» **TASK PROMPT**
Word for word, repeat every record.

» **Natural-language object grounding data**
--- START ---

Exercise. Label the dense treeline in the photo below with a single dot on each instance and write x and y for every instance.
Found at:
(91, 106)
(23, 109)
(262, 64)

--- END ---

» **EXERCISE ANSWER**
Exercise. Label the dense treeline in the photo below with a single dot on each instance and write x and y for every instance.
Found at:
(91, 106)
(23, 109)
(262, 64)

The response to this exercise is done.